#### [Task to carry out]
Leave out the pictures and copy everything else below exactly.

(Image entries on named regions)
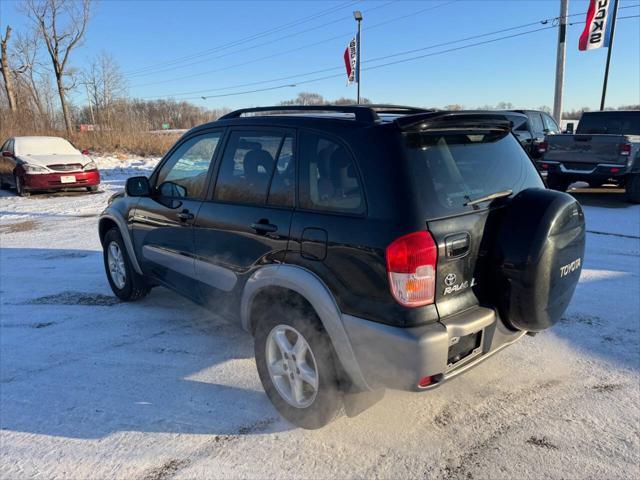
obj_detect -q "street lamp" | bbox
[353,10,362,104]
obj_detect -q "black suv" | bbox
[99,106,585,428]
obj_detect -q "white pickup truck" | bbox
[537,110,640,203]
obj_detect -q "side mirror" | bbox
[124,177,151,197]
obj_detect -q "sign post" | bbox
[578,0,618,110]
[600,0,618,110]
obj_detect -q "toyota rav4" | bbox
[99,106,585,428]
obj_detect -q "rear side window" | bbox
[156,132,221,198]
[214,131,295,206]
[530,112,544,133]
[576,111,640,135]
[300,132,364,213]
[404,128,544,219]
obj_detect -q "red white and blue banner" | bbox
[578,0,614,51]
[344,37,358,85]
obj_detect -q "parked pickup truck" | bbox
[537,110,640,203]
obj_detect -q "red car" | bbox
[0,137,100,197]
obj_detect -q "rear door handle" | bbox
[249,219,278,234]
[444,233,471,257]
[178,209,196,222]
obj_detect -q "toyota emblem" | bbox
[444,273,456,287]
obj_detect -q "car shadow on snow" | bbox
[0,248,291,438]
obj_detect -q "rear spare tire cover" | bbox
[493,188,585,332]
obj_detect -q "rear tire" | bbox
[625,173,640,203]
[102,227,151,302]
[13,175,31,197]
[547,174,571,192]
[254,305,343,429]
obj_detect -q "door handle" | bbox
[249,219,278,234]
[178,208,196,222]
[445,233,471,257]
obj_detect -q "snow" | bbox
[0,157,640,479]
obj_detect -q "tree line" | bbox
[0,0,639,154]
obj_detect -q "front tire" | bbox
[254,305,342,429]
[102,227,151,302]
[625,173,640,203]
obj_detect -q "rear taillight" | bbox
[620,143,631,156]
[538,142,549,153]
[386,231,438,307]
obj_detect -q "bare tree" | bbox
[82,52,127,127]
[25,0,91,133]
[0,25,18,113]
[15,32,47,121]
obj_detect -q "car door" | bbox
[194,127,296,311]
[131,130,223,299]
[0,138,16,186]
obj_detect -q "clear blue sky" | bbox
[0,0,640,111]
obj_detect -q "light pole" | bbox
[353,10,362,105]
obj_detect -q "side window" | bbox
[299,132,364,213]
[530,113,544,134]
[267,136,296,207]
[213,131,283,205]
[156,132,222,198]
[542,113,560,133]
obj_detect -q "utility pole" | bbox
[353,10,362,105]
[600,0,618,110]
[553,0,569,125]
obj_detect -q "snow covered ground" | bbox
[0,158,640,480]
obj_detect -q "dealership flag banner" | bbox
[578,0,614,51]
[344,37,358,85]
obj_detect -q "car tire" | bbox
[625,173,640,203]
[102,227,151,302]
[254,305,343,429]
[13,175,31,197]
[547,174,571,192]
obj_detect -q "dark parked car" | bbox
[504,110,560,159]
[99,106,585,428]
[538,110,640,203]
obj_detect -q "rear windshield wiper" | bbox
[464,190,513,207]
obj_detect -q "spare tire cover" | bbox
[492,188,585,332]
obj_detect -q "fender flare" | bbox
[240,265,372,391]
[98,210,143,275]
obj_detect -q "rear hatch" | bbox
[402,116,544,317]
[544,134,628,170]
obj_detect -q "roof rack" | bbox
[395,110,511,130]
[363,103,436,115]
[219,105,379,123]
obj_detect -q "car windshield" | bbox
[405,127,544,219]
[15,137,80,155]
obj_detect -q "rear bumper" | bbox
[342,307,526,391]
[536,160,630,181]
[22,170,100,190]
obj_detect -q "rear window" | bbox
[404,127,544,219]
[576,112,640,135]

#### [Completed exercise]
obj_detect -q "street lamp" | bbox
[353,10,362,104]
obj_detect -q "black suv" | bbox
[99,106,585,428]
obj_detect -q "white pickup truck" | bbox
[537,110,640,203]
obj_detect -q "side mirror" | bbox
[124,177,151,197]
obj_detect -q "sign post" | bbox
[578,0,618,110]
[600,0,618,110]
obj_detect -q "toyota rav4" | bbox
[99,106,585,428]
obj_detect -q "rear side window" | bbox
[156,132,221,198]
[214,131,295,206]
[530,112,544,133]
[576,111,640,135]
[300,132,364,213]
[404,128,544,219]
obj_detect -q "red white and blue banner" | bbox
[578,0,614,51]
[344,37,358,85]
obj_detect -q "parked pickup truck" | bbox
[537,110,640,203]
obj_detect -q "red car" | bbox
[0,137,100,197]
obj_detect -q "rear door handle" | bbox
[249,219,278,234]
[444,233,471,257]
[178,209,196,222]
obj_detect -q "toyota emblem" | bbox
[444,273,456,287]
obj_detect -q "car shadow on snow" | bbox
[0,248,291,438]
obj_detect -q "rear spare tire cover" | bbox
[493,188,585,332]
obj_detect -q "rear tire" | bbox
[625,173,640,203]
[102,227,151,302]
[13,175,31,197]
[547,174,571,192]
[254,305,343,429]
obj_detect -q "door handle" | bbox
[249,219,278,234]
[178,208,196,222]
[445,233,471,257]
obj_detect -q "snow" | bbox
[0,157,640,479]
obj_detect -q "tree line" | bbox
[0,0,639,154]
obj_detect -q "front tire" | bbox
[254,305,342,429]
[102,227,151,302]
[625,173,640,203]
obj_detect -q "rear taillight" | bbox
[620,143,631,156]
[538,142,549,153]
[386,231,438,307]
obj_detect -q "bare tree" | bbox
[82,52,127,127]
[25,0,91,133]
[0,25,18,113]
[15,32,47,121]
obj_detect -q "car door" | bbox
[194,127,296,311]
[131,130,223,299]
[0,138,16,186]
obj_detect -q "clear blue sky" | bbox
[0,0,640,111]
obj_detect -q "light pole" | bbox
[353,10,362,105]
obj_detect -q "side window" | bbox
[299,132,364,213]
[530,113,544,134]
[267,136,296,207]
[213,131,283,205]
[156,132,222,198]
[542,113,560,133]
obj_detect -q "utility pole" | bbox
[353,10,362,105]
[600,0,618,110]
[553,0,569,125]
obj_detect -q "snow covered ground" | bbox
[0,158,640,480]
obj_detect -q "dealership flag banner" | bbox
[578,0,614,51]
[344,37,358,85]
obj_detect -q "car tire" | bbox
[625,173,640,203]
[102,227,151,302]
[254,305,343,429]
[13,175,31,197]
[547,174,571,192]
obj_detect -q "dark parked car" | bbox
[504,110,560,159]
[99,106,585,428]
[538,110,640,203]
obj_detect -q "rear windshield wiper" | bbox
[464,190,513,207]
obj_detect -q "spare tire cover" | bbox
[492,188,585,332]
obj_detect -q "fender flare" | bbox
[240,265,372,391]
[98,210,143,275]
obj_detect -q "rear hatch" | bbox
[402,116,544,317]
[544,134,628,170]
obj_detect -q "roof rack" | bbox
[395,110,511,130]
[363,103,436,115]
[219,105,379,123]
obj_detect -q "car windshield" | bbox
[405,127,544,219]
[15,137,80,155]
obj_detect -q "rear bumper" | bbox
[342,307,526,391]
[536,160,630,181]
[22,170,100,190]
obj_detect -q "rear window" | bbox
[404,127,544,219]
[576,112,640,135]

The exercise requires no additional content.